• **What you need to do**
Beginning with the line that contains "of the carpet", extract each line through the end of the listing below, with no additions or omissions.

* Begin Dataset entries *

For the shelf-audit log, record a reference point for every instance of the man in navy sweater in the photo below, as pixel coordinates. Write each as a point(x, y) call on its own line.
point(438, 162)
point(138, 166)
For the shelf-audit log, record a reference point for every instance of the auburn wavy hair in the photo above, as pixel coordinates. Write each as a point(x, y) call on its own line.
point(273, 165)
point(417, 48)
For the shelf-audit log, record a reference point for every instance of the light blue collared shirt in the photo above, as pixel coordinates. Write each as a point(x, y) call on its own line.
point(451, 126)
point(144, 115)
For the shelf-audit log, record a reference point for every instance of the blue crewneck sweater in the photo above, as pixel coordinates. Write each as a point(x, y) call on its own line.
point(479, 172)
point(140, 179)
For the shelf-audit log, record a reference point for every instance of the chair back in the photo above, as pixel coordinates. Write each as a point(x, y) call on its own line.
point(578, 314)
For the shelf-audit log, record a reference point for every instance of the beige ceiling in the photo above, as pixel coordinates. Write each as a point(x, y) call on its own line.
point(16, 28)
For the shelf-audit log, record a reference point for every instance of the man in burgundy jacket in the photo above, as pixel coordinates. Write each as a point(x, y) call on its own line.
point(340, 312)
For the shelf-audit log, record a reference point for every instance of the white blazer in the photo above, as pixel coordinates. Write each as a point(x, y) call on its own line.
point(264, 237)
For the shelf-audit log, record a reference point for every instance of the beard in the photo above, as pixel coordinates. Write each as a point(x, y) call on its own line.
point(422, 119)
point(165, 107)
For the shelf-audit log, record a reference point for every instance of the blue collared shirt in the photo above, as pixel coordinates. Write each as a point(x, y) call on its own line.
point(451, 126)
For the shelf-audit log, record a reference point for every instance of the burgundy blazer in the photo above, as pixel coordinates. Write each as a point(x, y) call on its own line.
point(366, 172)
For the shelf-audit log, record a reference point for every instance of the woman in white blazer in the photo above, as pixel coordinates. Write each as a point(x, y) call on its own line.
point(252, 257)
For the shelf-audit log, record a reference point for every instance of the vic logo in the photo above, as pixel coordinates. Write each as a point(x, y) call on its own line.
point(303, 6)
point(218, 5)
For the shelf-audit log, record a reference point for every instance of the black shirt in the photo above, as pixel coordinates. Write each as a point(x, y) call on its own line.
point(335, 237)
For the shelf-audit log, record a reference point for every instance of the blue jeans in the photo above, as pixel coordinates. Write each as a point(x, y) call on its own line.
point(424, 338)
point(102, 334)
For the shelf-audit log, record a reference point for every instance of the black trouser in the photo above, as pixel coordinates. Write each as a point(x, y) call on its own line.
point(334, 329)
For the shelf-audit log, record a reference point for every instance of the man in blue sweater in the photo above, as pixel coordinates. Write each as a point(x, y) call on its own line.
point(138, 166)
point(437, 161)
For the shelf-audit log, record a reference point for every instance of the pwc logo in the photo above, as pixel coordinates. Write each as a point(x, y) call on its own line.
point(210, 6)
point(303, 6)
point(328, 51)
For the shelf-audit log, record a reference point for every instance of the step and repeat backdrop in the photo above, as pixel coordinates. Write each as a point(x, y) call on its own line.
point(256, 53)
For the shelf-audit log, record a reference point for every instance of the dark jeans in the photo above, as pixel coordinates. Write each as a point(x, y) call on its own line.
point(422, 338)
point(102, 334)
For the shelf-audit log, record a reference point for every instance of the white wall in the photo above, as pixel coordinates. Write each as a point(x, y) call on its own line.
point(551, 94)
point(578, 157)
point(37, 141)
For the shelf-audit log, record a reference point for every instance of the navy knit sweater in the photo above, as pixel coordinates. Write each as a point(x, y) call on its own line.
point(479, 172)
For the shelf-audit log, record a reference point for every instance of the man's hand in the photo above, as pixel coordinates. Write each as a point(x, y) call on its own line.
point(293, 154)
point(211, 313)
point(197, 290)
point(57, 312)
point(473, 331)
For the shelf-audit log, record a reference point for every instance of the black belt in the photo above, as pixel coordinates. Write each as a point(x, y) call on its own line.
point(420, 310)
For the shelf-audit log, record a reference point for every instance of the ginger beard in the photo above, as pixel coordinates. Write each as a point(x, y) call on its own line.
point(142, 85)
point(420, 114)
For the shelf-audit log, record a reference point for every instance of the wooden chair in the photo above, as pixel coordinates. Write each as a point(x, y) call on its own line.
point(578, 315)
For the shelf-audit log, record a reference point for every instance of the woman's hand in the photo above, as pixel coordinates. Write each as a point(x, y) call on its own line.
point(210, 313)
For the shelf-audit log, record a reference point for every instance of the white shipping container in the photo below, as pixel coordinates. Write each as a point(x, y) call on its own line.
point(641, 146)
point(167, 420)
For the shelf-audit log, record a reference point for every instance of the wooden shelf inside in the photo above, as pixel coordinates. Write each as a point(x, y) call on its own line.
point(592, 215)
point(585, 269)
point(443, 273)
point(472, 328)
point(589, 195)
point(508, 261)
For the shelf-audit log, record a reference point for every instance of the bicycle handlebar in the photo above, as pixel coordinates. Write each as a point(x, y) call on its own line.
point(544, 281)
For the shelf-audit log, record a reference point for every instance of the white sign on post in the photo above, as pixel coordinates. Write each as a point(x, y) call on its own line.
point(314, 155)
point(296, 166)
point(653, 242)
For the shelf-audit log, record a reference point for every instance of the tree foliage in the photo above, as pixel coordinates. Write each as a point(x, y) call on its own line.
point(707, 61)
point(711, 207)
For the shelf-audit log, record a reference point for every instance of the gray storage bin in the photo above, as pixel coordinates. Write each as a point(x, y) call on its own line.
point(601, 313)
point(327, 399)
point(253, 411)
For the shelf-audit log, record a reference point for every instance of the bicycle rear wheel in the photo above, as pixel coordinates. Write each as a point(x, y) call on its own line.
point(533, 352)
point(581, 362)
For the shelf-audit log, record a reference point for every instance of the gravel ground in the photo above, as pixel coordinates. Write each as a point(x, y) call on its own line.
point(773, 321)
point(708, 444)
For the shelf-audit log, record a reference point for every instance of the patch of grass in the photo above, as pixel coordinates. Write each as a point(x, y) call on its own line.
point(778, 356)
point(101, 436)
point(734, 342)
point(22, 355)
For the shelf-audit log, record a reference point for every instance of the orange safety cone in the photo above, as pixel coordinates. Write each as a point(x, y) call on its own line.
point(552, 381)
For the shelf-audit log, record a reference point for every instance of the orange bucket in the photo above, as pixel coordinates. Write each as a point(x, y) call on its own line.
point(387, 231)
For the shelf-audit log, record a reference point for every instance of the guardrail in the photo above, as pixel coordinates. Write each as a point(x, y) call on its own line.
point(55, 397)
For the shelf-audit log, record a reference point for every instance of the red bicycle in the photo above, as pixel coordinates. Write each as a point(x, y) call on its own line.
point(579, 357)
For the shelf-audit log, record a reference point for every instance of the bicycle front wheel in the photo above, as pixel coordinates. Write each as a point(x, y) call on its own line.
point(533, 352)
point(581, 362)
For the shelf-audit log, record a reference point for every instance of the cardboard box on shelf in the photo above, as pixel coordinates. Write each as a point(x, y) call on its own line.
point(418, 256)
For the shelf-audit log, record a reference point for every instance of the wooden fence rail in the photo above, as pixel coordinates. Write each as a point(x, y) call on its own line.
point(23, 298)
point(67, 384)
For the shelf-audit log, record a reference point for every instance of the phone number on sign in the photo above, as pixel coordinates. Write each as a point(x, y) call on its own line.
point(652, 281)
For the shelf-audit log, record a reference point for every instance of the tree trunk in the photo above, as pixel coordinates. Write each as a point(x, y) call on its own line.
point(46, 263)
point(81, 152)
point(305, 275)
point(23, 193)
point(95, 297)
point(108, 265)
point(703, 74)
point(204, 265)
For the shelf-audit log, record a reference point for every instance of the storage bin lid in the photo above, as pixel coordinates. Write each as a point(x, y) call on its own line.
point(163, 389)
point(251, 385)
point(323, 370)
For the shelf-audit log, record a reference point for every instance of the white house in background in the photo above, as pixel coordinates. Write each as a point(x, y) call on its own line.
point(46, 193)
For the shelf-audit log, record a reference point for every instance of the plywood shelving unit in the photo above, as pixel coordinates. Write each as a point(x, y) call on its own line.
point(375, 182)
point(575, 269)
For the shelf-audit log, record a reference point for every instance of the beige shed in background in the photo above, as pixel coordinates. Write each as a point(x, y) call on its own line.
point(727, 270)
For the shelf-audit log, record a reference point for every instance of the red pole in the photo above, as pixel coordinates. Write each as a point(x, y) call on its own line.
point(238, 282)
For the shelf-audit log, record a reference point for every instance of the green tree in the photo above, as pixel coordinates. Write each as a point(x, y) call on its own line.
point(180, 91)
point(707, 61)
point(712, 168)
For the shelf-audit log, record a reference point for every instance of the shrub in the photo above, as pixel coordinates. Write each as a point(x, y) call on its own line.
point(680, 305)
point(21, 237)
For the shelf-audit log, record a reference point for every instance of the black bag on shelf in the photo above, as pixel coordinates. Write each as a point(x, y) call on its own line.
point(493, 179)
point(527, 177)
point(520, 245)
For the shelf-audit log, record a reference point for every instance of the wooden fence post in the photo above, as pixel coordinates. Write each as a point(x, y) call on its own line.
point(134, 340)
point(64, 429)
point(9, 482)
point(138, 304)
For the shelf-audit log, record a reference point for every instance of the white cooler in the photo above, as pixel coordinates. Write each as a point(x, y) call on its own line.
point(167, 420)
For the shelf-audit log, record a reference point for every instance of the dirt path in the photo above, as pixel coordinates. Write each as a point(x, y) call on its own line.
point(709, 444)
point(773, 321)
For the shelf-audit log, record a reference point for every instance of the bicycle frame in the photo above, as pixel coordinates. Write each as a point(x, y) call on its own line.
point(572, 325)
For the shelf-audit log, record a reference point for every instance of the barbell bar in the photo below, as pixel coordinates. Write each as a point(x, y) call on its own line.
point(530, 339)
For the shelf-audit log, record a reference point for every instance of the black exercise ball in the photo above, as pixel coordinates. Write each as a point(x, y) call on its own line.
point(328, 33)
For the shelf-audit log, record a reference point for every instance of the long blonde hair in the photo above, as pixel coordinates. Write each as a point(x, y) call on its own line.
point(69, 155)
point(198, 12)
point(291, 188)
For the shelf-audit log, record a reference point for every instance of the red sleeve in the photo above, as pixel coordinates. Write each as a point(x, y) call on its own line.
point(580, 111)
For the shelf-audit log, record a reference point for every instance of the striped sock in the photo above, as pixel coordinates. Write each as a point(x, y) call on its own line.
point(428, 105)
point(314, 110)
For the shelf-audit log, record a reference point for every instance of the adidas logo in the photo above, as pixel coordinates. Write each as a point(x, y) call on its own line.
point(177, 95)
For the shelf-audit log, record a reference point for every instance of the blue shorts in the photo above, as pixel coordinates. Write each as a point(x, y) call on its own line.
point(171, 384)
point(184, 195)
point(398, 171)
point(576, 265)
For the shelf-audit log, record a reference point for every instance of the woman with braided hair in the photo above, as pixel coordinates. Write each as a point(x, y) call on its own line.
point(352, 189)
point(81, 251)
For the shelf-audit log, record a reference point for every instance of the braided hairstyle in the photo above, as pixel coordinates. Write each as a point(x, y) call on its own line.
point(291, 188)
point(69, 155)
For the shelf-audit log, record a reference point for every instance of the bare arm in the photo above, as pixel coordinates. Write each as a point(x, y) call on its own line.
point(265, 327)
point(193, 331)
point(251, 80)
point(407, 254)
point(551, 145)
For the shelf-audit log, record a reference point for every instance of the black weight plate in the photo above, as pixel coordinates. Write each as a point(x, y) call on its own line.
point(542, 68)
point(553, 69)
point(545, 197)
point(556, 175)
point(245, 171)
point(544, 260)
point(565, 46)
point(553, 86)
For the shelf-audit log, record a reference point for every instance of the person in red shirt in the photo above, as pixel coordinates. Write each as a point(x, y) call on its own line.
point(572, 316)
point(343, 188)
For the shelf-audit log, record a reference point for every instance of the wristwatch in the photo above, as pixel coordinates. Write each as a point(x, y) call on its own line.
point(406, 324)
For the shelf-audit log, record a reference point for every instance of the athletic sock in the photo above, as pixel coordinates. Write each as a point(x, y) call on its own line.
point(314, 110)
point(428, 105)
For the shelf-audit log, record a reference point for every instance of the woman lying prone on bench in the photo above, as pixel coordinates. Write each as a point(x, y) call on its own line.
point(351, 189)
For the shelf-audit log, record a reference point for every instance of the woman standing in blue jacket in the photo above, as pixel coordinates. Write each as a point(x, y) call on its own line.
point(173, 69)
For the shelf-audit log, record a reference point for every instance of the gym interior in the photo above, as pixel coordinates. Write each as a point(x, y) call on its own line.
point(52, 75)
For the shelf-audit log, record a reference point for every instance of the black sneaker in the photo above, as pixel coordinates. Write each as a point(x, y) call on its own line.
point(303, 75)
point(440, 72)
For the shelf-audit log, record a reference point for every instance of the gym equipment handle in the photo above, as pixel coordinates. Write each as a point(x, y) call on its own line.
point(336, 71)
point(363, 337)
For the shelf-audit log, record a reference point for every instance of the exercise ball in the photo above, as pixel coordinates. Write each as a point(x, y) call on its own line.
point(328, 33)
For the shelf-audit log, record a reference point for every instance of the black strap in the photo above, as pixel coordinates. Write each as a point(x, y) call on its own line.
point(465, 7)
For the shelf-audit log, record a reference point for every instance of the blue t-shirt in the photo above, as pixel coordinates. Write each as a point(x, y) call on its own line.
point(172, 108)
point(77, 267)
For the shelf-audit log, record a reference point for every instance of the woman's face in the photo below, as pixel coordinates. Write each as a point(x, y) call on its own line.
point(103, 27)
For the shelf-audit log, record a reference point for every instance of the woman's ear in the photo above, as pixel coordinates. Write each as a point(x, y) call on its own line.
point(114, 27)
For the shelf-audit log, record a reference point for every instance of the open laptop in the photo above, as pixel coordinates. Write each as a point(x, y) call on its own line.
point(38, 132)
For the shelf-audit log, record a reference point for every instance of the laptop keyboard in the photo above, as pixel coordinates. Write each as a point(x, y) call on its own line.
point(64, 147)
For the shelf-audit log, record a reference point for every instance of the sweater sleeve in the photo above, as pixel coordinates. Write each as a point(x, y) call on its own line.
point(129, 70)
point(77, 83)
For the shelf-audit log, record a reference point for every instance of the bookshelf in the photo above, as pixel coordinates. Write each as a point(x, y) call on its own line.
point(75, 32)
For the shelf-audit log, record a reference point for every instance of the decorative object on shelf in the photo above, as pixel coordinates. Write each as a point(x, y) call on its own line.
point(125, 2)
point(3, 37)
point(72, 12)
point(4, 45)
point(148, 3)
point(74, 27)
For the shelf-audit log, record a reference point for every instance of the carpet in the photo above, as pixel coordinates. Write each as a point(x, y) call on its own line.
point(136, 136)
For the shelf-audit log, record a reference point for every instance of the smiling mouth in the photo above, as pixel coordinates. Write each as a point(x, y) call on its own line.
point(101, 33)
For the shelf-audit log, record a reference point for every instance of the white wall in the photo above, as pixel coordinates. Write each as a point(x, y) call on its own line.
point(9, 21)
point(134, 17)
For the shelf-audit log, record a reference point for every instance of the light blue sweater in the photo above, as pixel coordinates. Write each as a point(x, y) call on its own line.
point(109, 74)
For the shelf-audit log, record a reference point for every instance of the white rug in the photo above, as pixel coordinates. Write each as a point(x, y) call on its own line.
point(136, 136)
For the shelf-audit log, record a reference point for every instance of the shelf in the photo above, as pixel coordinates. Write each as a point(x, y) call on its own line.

* End Dataset entries *

• **Answer for the task**
For the shelf-audit log, record a reference point for every instance of the carpet in the photo above, as pixel coordinates. Write each as a point(x, y) call on its own line.
point(136, 136)
For the shelf-audit log, record a reference point for every instance of the smiling mouth in the photo above, as pixel coordinates. Write each as a point(x, y) call on its own line.
point(101, 33)
For the shelf-audit log, record a reference point for every instance of the white wall in the photo above, as pixel coordinates. Write each as a point(x, y) call on its own line.
point(9, 21)
point(134, 17)
For the shelf-audit log, record a reference point for every instance of the light blue sweater in the photo above, as pixel coordinates. Write each as a point(x, y) call on its own line.
point(109, 74)
For the shelf-audit log, record a reference point for every instance of the white rug in the photo above, as pixel coordinates. Write each as a point(x, y) call on its own line.
point(136, 136)
For the shelf-audit log, record a reference point for every instance of the shelf in the photo above, as pixel coordinates. Write each as a point(x, y) call on its own line.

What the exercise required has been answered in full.